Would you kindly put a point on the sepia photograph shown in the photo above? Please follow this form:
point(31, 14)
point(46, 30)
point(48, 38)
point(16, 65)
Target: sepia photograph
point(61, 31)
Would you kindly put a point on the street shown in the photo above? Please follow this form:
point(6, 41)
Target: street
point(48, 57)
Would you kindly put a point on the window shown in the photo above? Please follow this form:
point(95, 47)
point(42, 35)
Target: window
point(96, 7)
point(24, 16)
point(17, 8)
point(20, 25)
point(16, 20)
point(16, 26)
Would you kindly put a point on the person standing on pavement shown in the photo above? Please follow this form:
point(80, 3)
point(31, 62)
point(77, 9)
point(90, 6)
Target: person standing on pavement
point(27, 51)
—————
§ **What the task requires**: Rewrite the rows above, replacing "Target" with "Label" wherever it appears and leaving everything else unchanged.

§ **Finished task**:
Would you kindly put a point on the sepia photograph shown in the photo above? Please follow this form:
point(31, 14)
point(46, 30)
point(48, 38)
point(16, 65)
Label: sepia photograph
point(61, 31)
Would you kindly put a point on the street shown in the photo above? Please follow this form:
point(6, 41)
Label: street
point(48, 57)
Would you kindly put a point on the window shown in the photo above? Please follow this form:
point(95, 47)
point(42, 35)
Label: window
point(96, 7)
point(24, 16)
point(17, 8)
point(20, 25)
point(16, 20)
point(16, 26)
Would you kindly put a point on the person standing on pavement shown in the photo above? Please follow this form:
point(80, 3)
point(31, 62)
point(77, 9)
point(90, 6)
Label: person standing on pavement
point(27, 51)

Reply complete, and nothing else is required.